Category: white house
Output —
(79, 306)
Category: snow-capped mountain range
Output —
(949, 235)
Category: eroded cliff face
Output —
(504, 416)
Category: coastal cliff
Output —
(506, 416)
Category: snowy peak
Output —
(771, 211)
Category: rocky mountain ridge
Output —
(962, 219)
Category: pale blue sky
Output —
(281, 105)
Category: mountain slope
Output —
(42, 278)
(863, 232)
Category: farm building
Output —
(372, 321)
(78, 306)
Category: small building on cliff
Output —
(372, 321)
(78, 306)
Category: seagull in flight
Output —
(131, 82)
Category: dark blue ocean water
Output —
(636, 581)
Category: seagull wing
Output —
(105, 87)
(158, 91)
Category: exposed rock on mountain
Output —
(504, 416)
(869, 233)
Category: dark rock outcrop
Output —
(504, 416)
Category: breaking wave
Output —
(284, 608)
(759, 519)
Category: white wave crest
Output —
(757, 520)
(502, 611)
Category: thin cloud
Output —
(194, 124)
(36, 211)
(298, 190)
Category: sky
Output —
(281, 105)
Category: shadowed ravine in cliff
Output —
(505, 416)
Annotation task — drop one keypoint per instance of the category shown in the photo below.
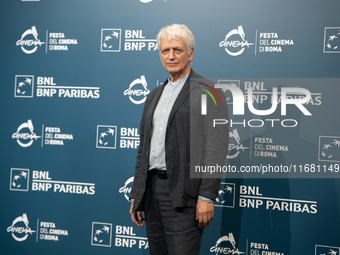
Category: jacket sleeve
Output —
(140, 152)
(215, 145)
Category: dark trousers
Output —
(170, 230)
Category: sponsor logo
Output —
(235, 42)
(56, 41)
(226, 195)
(19, 179)
(111, 40)
(134, 40)
(107, 137)
(25, 135)
(24, 86)
(331, 40)
(137, 90)
(47, 88)
(29, 41)
(226, 245)
(323, 249)
(235, 145)
(126, 189)
(329, 148)
(265, 147)
(20, 229)
(101, 234)
(49, 232)
(250, 197)
(262, 248)
(25, 132)
(125, 237)
(42, 182)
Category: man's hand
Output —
(137, 217)
(204, 213)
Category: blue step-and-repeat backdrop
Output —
(74, 79)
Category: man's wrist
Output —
(205, 199)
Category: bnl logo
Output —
(239, 100)
(101, 234)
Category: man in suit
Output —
(174, 138)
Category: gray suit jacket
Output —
(184, 147)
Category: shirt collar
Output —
(180, 81)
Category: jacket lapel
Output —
(182, 96)
(153, 105)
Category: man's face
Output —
(175, 58)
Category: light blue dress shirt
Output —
(160, 121)
(159, 125)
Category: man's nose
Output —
(171, 54)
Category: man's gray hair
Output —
(177, 30)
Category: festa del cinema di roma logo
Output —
(232, 46)
(29, 41)
(20, 228)
(137, 89)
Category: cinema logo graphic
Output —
(111, 40)
(19, 179)
(134, 40)
(250, 197)
(125, 237)
(20, 229)
(235, 145)
(269, 42)
(126, 189)
(46, 87)
(101, 234)
(235, 42)
(48, 231)
(25, 135)
(329, 250)
(24, 86)
(50, 135)
(226, 245)
(329, 148)
(137, 90)
(331, 40)
(29, 41)
(265, 147)
(107, 137)
(226, 195)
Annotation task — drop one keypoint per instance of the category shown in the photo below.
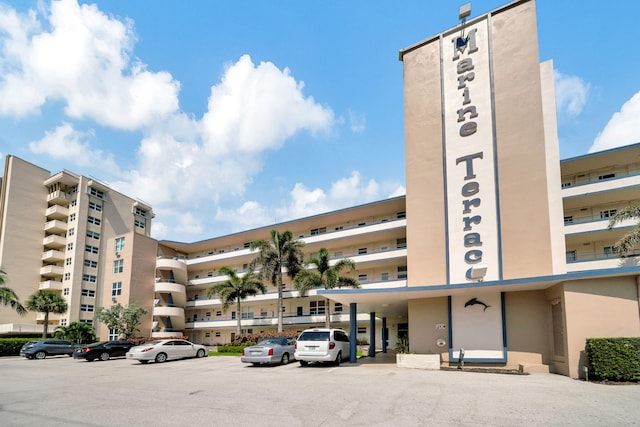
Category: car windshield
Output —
(314, 336)
(270, 341)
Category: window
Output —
(96, 193)
(93, 235)
(116, 289)
(316, 231)
(118, 266)
(608, 214)
(119, 244)
(91, 249)
(316, 307)
(571, 256)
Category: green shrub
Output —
(12, 346)
(614, 359)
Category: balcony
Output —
(58, 197)
(54, 241)
(52, 271)
(55, 227)
(52, 285)
(52, 256)
(57, 212)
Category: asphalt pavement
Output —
(222, 391)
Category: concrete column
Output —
(372, 334)
(353, 332)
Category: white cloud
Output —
(255, 108)
(304, 202)
(571, 93)
(69, 144)
(85, 61)
(358, 122)
(622, 129)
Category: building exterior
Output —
(76, 236)
(499, 253)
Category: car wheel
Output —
(285, 359)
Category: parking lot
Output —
(222, 391)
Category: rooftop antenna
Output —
(463, 14)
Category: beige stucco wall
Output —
(424, 315)
(424, 176)
(527, 325)
(599, 308)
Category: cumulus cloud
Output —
(571, 93)
(622, 129)
(64, 142)
(303, 202)
(82, 57)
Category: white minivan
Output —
(322, 345)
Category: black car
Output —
(39, 349)
(103, 350)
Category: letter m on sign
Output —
(460, 44)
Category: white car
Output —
(322, 345)
(163, 350)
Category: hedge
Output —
(614, 359)
(12, 346)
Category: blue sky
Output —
(231, 115)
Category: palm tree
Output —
(46, 301)
(325, 276)
(236, 289)
(631, 240)
(281, 252)
(9, 297)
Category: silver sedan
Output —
(270, 351)
(163, 350)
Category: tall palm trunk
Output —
(46, 324)
(239, 316)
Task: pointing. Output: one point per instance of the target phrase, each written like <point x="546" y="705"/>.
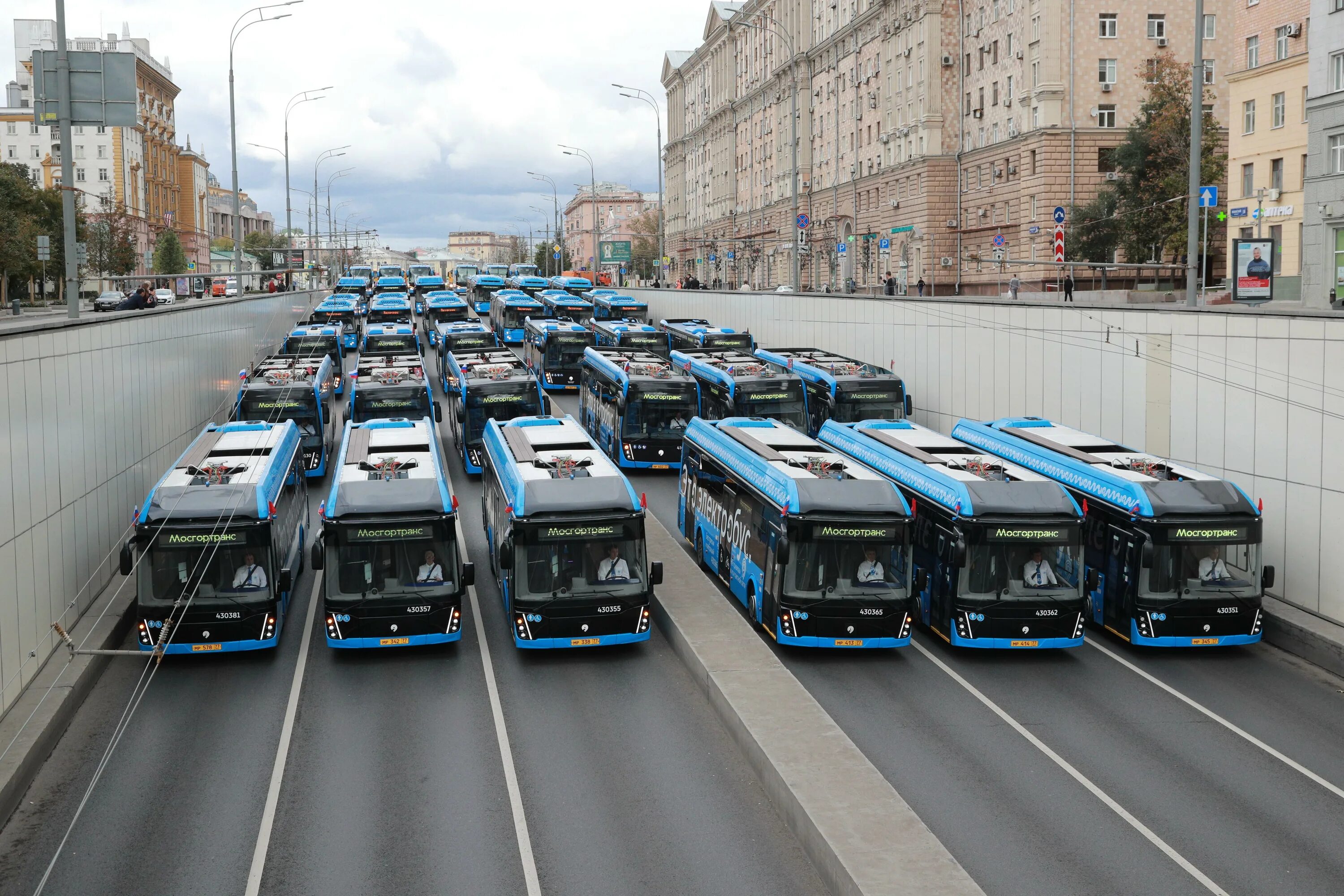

○ ○ ○ ○ ○

● **What to do**
Repeat the data exactly. No pictures should appear.

● **Your response**
Category: white house
Output —
(79, 306)
Category: snow-capped mountain range
Output —
(949, 235)
Category: eroded cliff face
Output —
(504, 416)
Category: coastal cliff
Output —
(506, 416)
Category: snowy peak
Output —
(771, 211)
Category: rocky mountain ridge
Output —
(962, 219)
Category: pale blue sky
Output —
(281, 105)
Category: mountain slope
Output —
(42, 278)
(863, 232)
Category: farm building
Output —
(372, 321)
(78, 306)
Category: small building on cliff
Output —
(372, 321)
(78, 306)
Category: seagull in flight
Output —
(131, 82)
Category: dark blue ocean water
Output —
(636, 581)
Category: seagull wing
Output —
(105, 87)
(158, 91)
Category: exposed rock on mountain
Output —
(504, 416)
(869, 233)
Category: dark rock outcrop
Output —
(504, 416)
Category: breaking wave
Output —
(284, 608)
(759, 519)
Category: white wave crest
Output —
(757, 520)
(502, 611)
Category: thin cloud
Output —
(194, 124)
(36, 211)
(298, 190)
Category: sky
Output —
(281, 105)
Category: shadowed ravine in cliff
Output —
(505, 416)
Annotation task — drop one keypoint per instance of the category shown in the photo below.
Category: jacket sleeve
Output —
(140, 152)
(215, 145)
Category: dark trousers
Output —
(170, 230)
Category: sponsor logo
Output —
(235, 42)
(56, 41)
(226, 195)
(19, 179)
(111, 40)
(134, 40)
(107, 137)
(25, 135)
(24, 86)
(331, 40)
(137, 90)
(47, 88)
(29, 41)
(226, 245)
(323, 249)
(235, 145)
(126, 189)
(329, 148)
(265, 147)
(20, 229)
(101, 234)
(49, 232)
(250, 197)
(262, 248)
(25, 132)
(125, 237)
(42, 182)
Category: man's hand
Output —
(137, 217)
(204, 213)
Category: blue step-and-repeat backdrop
Output —
(74, 79)
Category: man's wrist
Output —
(205, 199)
Category: bnl logo
Output —
(239, 100)
(101, 234)
Category: man in suit
Output —
(174, 138)
Category: gray suit jacket
Output —
(184, 147)
Category: shirt collar
Output —
(180, 81)
Category: jacket lapel
Output —
(182, 96)
(153, 105)
Category: man's face
Output —
(175, 58)
Category: light blue dress shirt
Output —
(160, 121)
(159, 125)
Category: man's nose
Output —
(171, 54)
Category: man's gray hair
Output —
(177, 30)
Category: festa del cinema di roma logo
Output —
(232, 46)
(29, 41)
(20, 228)
(137, 89)
Category: cinema logo graphic
Output —
(111, 40)
(19, 179)
(134, 40)
(250, 197)
(125, 237)
(20, 229)
(235, 145)
(269, 42)
(126, 189)
(46, 87)
(101, 234)
(235, 42)
(48, 231)
(25, 135)
(329, 250)
(24, 86)
(50, 135)
(226, 245)
(329, 148)
(137, 90)
(331, 40)
(29, 41)
(265, 147)
(107, 137)
(226, 195)
Annotation task — drop one keypoint per instance of the category shown in the photo below.
Category: car windshield
Output —
(314, 336)
(270, 341)
Category: window
Output —
(96, 193)
(93, 235)
(116, 289)
(316, 231)
(118, 266)
(608, 214)
(119, 244)
(91, 249)
(316, 307)
(571, 256)
Category: green shrub
Output —
(12, 346)
(614, 359)
Category: balcony
Output —
(58, 197)
(54, 241)
(52, 271)
(55, 227)
(52, 285)
(52, 256)
(57, 212)
Category: asphalt pavement
Output —
(222, 391)
Category: concrete column
Output —
(372, 334)
(353, 332)
Category: white cloud
Output —
(255, 108)
(304, 202)
(571, 93)
(69, 144)
(85, 61)
(358, 122)
(622, 129)
Category: building exterior
Output —
(76, 236)
(499, 253)
Category: car wheel
Output —
(285, 359)
Category: parking lot
Output —
(222, 391)
Category: rooftop antenna
Output —
(463, 14)
Category: beige stucco wall
Output —
(424, 315)
(424, 176)
(527, 325)
(599, 308)
Category: cumulus cloud
Output —
(571, 93)
(622, 129)
(64, 142)
(303, 202)
(82, 57)
Category: white minivan
Output —
(322, 345)
Category: black car
Output —
(39, 349)
(103, 350)
Category: letter m on sign
Output —
(460, 44)
Category: white car
Output —
(322, 345)
(163, 350)
Category: hedge
Output —
(614, 359)
(12, 346)
Category: blue sky
Output —
(231, 115)
Category: palm tree
Output —
(46, 301)
(325, 276)
(236, 289)
(631, 240)
(281, 252)
(9, 297)
Category: silver sedan
Output —
(270, 351)
(163, 350)
Category: tall palm trunk
Output —
(46, 324)
(239, 316)
Task: pointing. Output: one point per instance of the target phrase, each written like <point x="546" y="705"/>.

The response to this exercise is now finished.